• [WORK TO DO] Extract each line of the data below exactly as written.

• [PROVIDED MATERIAL]
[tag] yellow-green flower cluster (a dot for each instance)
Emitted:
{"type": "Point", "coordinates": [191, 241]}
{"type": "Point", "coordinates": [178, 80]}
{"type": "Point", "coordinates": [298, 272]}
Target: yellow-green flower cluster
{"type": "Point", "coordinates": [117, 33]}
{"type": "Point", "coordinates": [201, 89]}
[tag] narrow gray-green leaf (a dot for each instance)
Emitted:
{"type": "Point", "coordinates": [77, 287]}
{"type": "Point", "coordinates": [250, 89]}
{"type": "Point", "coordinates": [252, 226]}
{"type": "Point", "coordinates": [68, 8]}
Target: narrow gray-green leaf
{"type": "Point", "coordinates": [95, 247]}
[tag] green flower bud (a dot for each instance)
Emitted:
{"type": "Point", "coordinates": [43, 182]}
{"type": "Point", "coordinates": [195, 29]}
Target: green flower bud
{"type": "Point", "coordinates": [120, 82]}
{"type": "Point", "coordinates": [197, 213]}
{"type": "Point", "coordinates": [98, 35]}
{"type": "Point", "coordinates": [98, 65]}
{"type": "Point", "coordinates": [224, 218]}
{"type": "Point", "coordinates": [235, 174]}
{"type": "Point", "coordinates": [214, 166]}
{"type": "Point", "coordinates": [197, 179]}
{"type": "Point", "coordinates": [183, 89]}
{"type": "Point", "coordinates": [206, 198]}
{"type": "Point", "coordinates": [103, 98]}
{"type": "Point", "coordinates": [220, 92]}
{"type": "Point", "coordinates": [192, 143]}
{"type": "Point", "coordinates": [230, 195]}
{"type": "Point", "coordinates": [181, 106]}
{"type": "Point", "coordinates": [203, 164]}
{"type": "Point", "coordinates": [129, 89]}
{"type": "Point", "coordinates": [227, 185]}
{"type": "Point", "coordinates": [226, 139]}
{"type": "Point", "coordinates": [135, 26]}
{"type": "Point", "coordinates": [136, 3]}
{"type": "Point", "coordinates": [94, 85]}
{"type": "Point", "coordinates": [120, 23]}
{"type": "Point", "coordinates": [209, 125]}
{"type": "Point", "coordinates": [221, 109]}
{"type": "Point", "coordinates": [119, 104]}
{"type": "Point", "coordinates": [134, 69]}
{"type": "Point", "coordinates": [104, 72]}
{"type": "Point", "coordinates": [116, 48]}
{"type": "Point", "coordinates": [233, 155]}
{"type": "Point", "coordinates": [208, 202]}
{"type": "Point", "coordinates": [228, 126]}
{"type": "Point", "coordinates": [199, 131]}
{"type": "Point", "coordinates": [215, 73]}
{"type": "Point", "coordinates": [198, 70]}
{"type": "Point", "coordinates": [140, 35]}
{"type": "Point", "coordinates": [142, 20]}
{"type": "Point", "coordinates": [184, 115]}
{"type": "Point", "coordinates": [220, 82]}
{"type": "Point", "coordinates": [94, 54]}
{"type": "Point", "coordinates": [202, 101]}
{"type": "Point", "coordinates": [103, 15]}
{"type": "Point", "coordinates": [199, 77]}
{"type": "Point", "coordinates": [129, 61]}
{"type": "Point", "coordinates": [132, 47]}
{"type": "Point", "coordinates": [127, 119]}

• [SOLUTION TO THE EXERCISE]
[tag] yellow-green flower cluster (a dot for each instance)
Emitted:
{"type": "Point", "coordinates": [191, 241]}
{"type": "Point", "coordinates": [178, 80]}
{"type": "Point", "coordinates": [298, 272]}
Target: yellow-green flower cluster
{"type": "Point", "coordinates": [117, 33]}
{"type": "Point", "coordinates": [201, 89]}
[tag] narrow gray-green leaf (a dot for each instance)
Emitted:
{"type": "Point", "coordinates": [77, 287]}
{"type": "Point", "coordinates": [250, 89]}
{"type": "Point", "coordinates": [252, 226]}
{"type": "Point", "coordinates": [68, 8]}
Target: narrow gray-green leaf
{"type": "Point", "coordinates": [95, 247]}
[tag] green flower bud (a dot for each instance)
Emitted:
{"type": "Point", "coordinates": [43, 182]}
{"type": "Point", "coordinates": [195, 29]}
Target: green flower bud
{"type": "Point", "coordinates": [120, 82]}
{"type": "Point", "coordinates": [197, 213]}
{"type": "Point", "coordinates": [98, 35]}
{"type": "Point", "coordinates": [98, 65]}
{"type": "Point", "coordinates": [224, 218]}
{"type": "Point", "coordinates": [235, 174]}
{"type": "Point", "coordinates": [214, 166]}
{"type": "Point", "coordinates": [197, 179]}
{"type": "Point", "coordinates": [183, 89]}
{"type": "Point", "coordinates": [206, 198]}
{"type": "Point", "coordinates": [103, 98]}
{"type": "Point", "coordinates": [220, 92]}
{"type": "Point", "coordinates": [192, 143]}
{"type": "Point", "coordinates": [230, 195]}
{"type": "Point", "coordinates": [181, 106]}
{"type": "Point", "coordinates": [203, 164]}
{"type": "Point", "coordinates": [129, 89]}
{"type": "Point", "coordinates": [227, 185]}
{"type": "Point", "coordinates": [226, 139]}
{"type": "Point", "coordinates": [135, 26]}
{"type": "Point", "coordinates": [136, 3]}
{"type": "Point", "coordinates": [94, 85]}
{"type": "Point", "coordinates": [120, 23]}
{"type": "Point", "coordinates": [209, 125]}
{"type": "Point", "coordinates": [221, 109]}
{"type": "Point", "coordinates": [119, 104]}
{"type": "Point", "coordinates": [134, 69]}
{"type": "Point", "coordinates": [104, 72]}
{"type": "Point", "coordinates": [116, 48]}
{"type": "Point", "coordinates": [233, 155]}
{"type": "Point", "coordinates": [208, 202]}
{"type": "Point", "coordinates": [228, 126]}
{"type": "Point", "coordinates": [199, 131]}
{"type": "Point", "coordinates": [215, 73]}
{"type": "Point", "coordinates": [198, 70]}
{"type": "Point", "coordinates": [140, 35]}
{"type": "Point", "coordinates": [142, 20]}
{"type": "Point", "coordinates": [184, 115]}
{"type": "Point", "coordinates": [220, 82]}
{"type": "Point", "coordinates": [94, 54]}
{"type": "Point", "coordinates": [202, 101]}
{"type": "Point", "coordinates": [103, 15]}
{"type": "Point", "coordinates": [199, 77]}
{"type": "Point", "coordinates": [129, 61]}
{"type": "Point", "coordinates": [132, 47]}
{"type": "Point", "coordinates": [127, 119]}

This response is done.